- **What is needed**
In the listing below, find each line with the string "blouse" and report it.

::: Information provided :::

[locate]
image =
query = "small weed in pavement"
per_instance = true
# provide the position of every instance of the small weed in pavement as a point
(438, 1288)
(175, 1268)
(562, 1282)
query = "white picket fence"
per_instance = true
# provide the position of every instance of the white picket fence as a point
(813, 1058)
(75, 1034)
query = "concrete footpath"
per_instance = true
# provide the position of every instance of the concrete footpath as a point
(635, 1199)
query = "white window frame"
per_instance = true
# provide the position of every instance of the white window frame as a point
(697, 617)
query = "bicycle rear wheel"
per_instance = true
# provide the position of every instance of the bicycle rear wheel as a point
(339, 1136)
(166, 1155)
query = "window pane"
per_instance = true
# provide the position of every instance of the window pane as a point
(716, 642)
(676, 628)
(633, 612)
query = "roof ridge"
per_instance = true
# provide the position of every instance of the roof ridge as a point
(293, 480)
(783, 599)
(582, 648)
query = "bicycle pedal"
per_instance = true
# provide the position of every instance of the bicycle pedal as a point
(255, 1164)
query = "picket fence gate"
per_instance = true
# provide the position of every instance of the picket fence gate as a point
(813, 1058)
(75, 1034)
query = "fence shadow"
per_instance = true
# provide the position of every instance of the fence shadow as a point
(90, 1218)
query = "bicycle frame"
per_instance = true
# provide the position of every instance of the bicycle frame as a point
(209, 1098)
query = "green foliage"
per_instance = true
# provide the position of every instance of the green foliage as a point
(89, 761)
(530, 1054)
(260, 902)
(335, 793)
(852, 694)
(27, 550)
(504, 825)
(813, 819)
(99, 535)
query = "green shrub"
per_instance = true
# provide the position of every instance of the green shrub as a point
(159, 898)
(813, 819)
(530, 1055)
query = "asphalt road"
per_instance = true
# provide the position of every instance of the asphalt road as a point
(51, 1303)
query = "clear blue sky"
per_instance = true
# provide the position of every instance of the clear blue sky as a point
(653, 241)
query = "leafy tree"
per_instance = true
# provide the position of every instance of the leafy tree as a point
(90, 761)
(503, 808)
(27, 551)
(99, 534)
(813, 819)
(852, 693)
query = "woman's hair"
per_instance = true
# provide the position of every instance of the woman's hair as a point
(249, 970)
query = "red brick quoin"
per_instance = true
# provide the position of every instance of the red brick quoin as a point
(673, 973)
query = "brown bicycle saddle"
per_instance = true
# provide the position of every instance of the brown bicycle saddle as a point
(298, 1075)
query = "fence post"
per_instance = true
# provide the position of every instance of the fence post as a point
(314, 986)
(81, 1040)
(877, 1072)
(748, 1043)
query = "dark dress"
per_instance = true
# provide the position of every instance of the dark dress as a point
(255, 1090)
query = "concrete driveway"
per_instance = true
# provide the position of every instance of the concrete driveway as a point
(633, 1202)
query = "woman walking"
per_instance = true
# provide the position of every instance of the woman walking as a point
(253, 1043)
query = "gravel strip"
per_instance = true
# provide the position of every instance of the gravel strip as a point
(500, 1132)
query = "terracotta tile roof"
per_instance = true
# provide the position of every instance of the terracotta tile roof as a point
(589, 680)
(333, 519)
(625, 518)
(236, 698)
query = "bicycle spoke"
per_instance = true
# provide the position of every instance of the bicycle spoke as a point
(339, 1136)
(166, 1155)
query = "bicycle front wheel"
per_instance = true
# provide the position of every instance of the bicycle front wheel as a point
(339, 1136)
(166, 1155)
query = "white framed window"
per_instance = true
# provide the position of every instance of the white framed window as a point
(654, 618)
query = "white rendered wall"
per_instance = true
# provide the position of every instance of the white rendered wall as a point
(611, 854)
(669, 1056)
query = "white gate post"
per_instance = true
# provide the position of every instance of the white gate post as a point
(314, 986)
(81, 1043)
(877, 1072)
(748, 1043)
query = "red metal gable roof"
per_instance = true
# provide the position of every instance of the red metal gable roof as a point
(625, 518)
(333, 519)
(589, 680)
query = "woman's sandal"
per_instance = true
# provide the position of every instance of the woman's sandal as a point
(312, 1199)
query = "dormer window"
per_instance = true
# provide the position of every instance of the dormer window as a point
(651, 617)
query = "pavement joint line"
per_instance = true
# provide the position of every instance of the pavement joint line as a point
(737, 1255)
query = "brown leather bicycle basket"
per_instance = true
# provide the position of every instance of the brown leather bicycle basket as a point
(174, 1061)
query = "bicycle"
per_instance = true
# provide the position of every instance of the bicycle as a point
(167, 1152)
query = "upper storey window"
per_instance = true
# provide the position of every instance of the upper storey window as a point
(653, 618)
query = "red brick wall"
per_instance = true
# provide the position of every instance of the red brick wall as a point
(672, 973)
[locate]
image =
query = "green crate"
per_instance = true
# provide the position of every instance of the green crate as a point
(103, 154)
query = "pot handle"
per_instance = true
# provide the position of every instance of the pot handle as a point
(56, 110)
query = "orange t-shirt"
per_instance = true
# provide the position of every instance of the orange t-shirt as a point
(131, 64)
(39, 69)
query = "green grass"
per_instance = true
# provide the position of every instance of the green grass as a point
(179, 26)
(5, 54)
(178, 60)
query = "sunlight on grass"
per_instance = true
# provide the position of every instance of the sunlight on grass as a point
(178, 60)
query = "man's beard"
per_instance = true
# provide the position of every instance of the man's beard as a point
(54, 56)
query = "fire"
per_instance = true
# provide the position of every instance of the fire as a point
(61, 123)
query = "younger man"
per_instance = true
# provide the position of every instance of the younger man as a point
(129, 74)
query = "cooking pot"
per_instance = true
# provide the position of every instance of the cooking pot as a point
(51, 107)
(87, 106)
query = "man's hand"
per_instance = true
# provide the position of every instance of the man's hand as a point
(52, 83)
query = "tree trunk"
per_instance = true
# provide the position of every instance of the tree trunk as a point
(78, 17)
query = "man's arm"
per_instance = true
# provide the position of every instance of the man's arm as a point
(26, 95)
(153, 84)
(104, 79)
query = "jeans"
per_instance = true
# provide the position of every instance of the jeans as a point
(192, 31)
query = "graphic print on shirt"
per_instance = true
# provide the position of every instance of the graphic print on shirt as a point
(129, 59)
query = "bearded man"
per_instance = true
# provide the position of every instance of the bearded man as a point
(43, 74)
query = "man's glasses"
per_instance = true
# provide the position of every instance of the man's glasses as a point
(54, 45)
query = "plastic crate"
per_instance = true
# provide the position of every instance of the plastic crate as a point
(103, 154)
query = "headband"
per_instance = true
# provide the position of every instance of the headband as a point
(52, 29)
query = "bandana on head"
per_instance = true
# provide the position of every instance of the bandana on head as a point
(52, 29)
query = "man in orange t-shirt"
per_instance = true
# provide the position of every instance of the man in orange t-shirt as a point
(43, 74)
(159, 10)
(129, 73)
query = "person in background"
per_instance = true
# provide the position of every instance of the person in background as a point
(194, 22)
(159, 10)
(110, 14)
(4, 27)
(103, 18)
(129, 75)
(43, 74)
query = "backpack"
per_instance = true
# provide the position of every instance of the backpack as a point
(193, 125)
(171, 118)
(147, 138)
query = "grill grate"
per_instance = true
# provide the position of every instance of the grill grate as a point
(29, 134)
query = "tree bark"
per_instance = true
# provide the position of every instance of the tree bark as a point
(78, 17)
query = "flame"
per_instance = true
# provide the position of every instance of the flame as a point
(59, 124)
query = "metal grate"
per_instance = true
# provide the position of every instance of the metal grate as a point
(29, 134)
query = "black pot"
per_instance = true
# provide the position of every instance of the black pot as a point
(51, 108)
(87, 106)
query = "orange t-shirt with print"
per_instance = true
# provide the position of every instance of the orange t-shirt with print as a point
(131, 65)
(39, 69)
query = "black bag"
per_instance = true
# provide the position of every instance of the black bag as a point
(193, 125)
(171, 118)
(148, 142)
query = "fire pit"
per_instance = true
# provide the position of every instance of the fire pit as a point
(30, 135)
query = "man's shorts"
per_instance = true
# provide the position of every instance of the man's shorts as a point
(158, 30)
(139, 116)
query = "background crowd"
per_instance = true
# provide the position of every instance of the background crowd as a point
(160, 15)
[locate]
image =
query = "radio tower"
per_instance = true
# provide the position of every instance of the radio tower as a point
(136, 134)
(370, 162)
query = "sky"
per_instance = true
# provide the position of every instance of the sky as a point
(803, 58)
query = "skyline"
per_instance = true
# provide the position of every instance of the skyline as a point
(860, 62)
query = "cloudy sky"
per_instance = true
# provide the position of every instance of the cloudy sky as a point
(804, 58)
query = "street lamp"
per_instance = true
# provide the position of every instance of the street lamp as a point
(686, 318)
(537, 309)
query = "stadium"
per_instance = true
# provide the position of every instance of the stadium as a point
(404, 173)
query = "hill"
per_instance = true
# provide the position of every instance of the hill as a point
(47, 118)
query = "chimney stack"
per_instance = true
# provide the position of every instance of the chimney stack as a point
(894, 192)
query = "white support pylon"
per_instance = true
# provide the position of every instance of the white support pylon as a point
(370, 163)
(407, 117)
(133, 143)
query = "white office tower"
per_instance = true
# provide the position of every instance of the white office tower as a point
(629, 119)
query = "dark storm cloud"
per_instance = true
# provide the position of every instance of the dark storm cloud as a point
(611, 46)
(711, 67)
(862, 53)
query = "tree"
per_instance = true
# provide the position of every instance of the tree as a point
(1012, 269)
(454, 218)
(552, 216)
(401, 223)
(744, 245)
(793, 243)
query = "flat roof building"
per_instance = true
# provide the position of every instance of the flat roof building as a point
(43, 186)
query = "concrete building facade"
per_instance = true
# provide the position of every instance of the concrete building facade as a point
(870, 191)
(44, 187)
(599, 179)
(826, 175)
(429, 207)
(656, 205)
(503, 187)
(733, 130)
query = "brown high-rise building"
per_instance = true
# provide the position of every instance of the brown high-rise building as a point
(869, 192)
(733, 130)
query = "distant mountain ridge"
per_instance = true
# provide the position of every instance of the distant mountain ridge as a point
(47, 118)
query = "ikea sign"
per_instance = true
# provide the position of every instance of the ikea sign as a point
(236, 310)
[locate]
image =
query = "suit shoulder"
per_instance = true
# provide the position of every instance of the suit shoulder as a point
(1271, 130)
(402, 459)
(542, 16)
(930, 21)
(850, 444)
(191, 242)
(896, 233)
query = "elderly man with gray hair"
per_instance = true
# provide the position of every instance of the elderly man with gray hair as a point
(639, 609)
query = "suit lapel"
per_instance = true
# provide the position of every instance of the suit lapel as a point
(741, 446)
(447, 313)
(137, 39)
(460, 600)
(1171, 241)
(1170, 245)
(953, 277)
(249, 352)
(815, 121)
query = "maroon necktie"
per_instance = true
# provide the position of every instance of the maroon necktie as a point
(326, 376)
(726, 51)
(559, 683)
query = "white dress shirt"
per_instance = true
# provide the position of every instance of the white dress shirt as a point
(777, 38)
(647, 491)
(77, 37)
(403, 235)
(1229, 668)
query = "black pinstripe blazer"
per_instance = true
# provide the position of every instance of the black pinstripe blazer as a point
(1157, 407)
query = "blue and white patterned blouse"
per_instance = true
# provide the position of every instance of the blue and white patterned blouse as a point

:::

- **Exercise answer**
query = "blue and white patterned blouse"
# provide the position of every instance of the blue and white patterned blouse as a point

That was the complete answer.